§ **TASK**
Repeat every one of the entries below verbatim, line by line, without changing any character.

## START INPUT RECORDS

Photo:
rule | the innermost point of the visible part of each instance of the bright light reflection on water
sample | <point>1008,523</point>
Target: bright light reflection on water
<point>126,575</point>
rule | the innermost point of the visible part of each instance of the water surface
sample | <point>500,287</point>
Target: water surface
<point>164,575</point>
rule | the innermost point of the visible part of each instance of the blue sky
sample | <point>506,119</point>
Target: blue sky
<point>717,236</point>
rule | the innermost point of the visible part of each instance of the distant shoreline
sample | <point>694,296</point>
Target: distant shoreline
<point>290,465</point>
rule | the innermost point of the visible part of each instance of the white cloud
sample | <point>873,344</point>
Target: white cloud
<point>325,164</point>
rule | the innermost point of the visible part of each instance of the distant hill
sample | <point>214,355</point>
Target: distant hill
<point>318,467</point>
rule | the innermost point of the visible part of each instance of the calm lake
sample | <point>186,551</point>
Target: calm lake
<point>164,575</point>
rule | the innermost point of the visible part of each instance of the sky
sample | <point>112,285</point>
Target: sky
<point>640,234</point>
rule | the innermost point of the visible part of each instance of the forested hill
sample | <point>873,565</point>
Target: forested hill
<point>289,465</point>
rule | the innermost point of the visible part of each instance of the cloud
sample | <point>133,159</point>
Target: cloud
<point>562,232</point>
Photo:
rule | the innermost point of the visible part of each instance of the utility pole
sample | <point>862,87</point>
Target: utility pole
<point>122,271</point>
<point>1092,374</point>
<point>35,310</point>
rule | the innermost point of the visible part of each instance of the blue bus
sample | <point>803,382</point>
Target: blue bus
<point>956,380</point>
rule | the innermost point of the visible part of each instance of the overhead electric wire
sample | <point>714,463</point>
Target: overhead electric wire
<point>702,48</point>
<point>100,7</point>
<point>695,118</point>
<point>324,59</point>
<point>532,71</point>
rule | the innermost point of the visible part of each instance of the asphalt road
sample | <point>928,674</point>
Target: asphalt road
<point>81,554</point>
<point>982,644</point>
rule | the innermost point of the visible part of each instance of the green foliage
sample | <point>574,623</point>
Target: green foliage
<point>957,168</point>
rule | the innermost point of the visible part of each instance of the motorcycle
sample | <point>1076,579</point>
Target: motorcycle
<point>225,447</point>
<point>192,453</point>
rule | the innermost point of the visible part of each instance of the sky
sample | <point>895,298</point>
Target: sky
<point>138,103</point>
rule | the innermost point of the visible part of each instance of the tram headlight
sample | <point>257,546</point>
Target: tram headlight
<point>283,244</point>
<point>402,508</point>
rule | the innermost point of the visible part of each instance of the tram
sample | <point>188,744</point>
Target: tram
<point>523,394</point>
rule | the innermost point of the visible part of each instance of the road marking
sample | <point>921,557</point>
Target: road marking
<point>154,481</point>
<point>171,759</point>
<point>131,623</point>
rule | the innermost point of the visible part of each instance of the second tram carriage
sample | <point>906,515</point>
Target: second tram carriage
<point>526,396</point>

## END INPUT RECORDS

§ **FINISHED EXERCISE**
Photo:
rule | the innermost point of the visible part of each instance of the bright light reflection on water
sample | <point>1008,523</point>
Target: bright light reflection on water
<point>126,575</point>
rule | the innermost point of the visible part of each instance of the water surface
sample | <point>500,287</point>
Target: water surface
<point>164,575</point>
rule | the innermost point of the visible part of each instance of the blue sky
sample | <point>506,119</point>
Target: blue sky
<point>717,236</point>
rule | the innermost point of the visible part of each instance of the distant shoreline
sample | <point>694,296</point>
Target: distant shoreline
<point>290,465</point>
rule | the innermost point of the visible part of each instance of the white cloud
sample | <point>873,344</point>
Target: white cloud
<point>325,164</point>
rule | the innermost point of the visible part of each instance of the distant hill
sample | <point>214,355</point>
Target: distant hill
<point>318,467</point>
rule | the innermost point of the visible part of each instance of the calm lake
sample | <point>186,551</point>
Target: calm lake
<point>164,575</point>
rule | the innermost point of the visible part of each instance of the sky
sample | <point>112,285</point>
Target: sky
<point>640,234</point>
rule | the innermost point of the visible part of each instance of the forested hill
sample | <point>873,565</point>
Target: forested hill
<point>289,465</point>
rule | the innermost point of the visible part of each instance of the cloud
sample | <point>133,159</point>
Target: cloud
<point>562,232</point>
Photo:
rule | the innermost point of the visible part of each instance of the utility pole
sample | <point>862,87</point>
Target: utility pole
<point>122,271</point>
<point>1092,374</point>
<point>35,310</point>
rule | the innermost point of the visible part of each instance of the blue bus
sample | <point>803,382</point>
Target: blue bus
<point>956,380</point>
rule | the innermost point of the visible part of each instance of the overhead electric wire
sample | <point>714,463</point>
Target: overhead electric wire
<point>702,48</point>
<point>100,7</point>
<point>695,118</point>
<point>324,59</point>
<point>532,71</point>
rule | the innermost point of the visible part of each instance of the asphalt road
sample | <point>928,674</point>
Target: asphalt road
<point>81,554</point>
<point>982,644</point>
rule | the innermost point of the visible part of each instance of the green foliage
sample | <point>574,623</point>
Target: green foliage
<point>957,168</point>
rule | the innermost point of the visible part of each instance of the motorcycle
sample | <point>1076,579</point>
Target: motorcycle
<point>225,447</point>
<point>192,453</point>
rule | the innermost point of the visible part of each instance of the sky
sample | <point>895,298</point>
Target: sky
<point>138,103</point>
rule | the innermost point of the visible part of each instance of the tram headlight
sample | <point>257,546</point>
Target: tram headlight
<point>283,244</point>
<point>402,508</point>
rule | the innermost point of the visible part of each instance of the tram
sample | <point>188,744</point>
Target: tram
<point>523,394</point>
rule | the innermost point of the visible part of each instance of the road marking
sample | <point>921,557</point>
Target: road marking
<point>154,481</point>
<point>171,759</point>
<point>131,623</point>
rule | the innermost point of the visible part of each instance of the second tram carriage
sample | <point>906,515</point>
Target: second tram carriage
<point>526,396</point>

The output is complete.